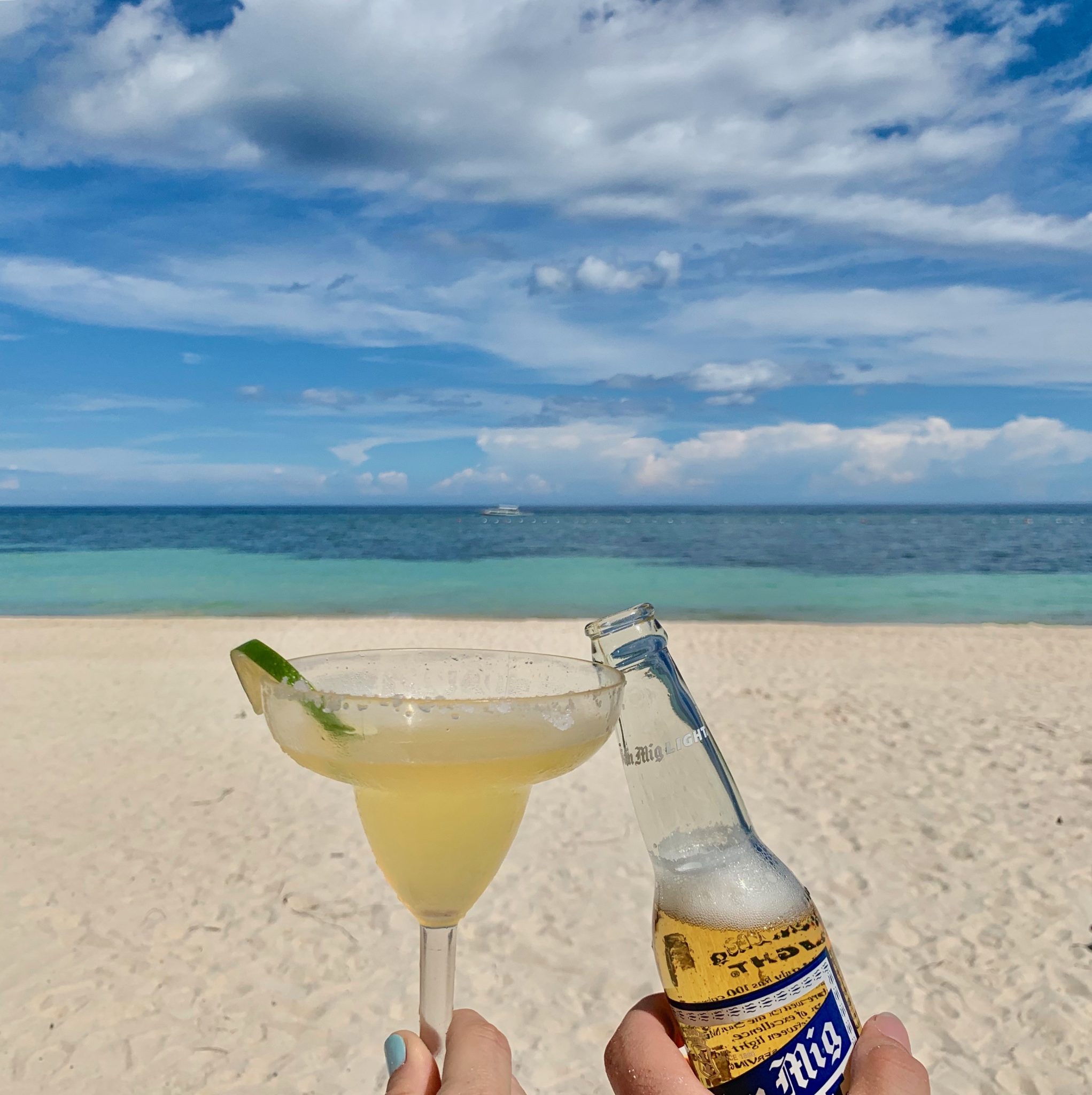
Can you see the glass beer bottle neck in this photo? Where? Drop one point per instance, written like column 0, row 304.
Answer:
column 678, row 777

----

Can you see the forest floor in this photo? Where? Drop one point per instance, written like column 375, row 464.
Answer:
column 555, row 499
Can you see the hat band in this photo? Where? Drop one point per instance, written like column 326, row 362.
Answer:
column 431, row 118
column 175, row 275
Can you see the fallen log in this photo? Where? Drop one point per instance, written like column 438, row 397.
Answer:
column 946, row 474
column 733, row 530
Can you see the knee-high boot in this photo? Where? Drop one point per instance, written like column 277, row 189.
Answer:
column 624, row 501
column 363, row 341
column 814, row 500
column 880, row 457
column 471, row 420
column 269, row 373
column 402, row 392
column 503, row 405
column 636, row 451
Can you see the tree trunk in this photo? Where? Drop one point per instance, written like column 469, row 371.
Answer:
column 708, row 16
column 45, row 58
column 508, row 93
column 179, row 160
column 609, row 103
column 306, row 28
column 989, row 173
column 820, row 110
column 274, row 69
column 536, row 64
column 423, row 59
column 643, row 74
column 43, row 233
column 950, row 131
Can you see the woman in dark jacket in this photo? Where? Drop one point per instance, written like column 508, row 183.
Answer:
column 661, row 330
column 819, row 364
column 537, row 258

----

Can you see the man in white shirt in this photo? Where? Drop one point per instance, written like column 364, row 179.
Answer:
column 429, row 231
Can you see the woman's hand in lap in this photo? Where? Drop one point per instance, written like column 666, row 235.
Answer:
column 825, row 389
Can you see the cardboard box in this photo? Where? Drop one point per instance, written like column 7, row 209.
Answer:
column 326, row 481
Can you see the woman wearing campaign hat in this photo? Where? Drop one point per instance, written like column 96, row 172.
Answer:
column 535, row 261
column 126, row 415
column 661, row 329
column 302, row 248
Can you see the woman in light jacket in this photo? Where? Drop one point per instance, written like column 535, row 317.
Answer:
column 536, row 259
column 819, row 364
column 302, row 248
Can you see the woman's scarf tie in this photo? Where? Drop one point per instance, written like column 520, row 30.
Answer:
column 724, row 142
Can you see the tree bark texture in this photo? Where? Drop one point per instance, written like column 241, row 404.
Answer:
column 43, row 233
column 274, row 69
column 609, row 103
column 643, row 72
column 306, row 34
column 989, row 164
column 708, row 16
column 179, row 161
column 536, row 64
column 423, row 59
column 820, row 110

----

- [Task statement] Read the listing. Report every line that includes the word "tree".

- [Response for this exercise]
Can you see the tree trunk in this photo? Where? Drop one point per instance, written like column 469, row 371.
Can you see the tree bark texture in this photo? Where? Drop one point per instance, written like column 241, row 404.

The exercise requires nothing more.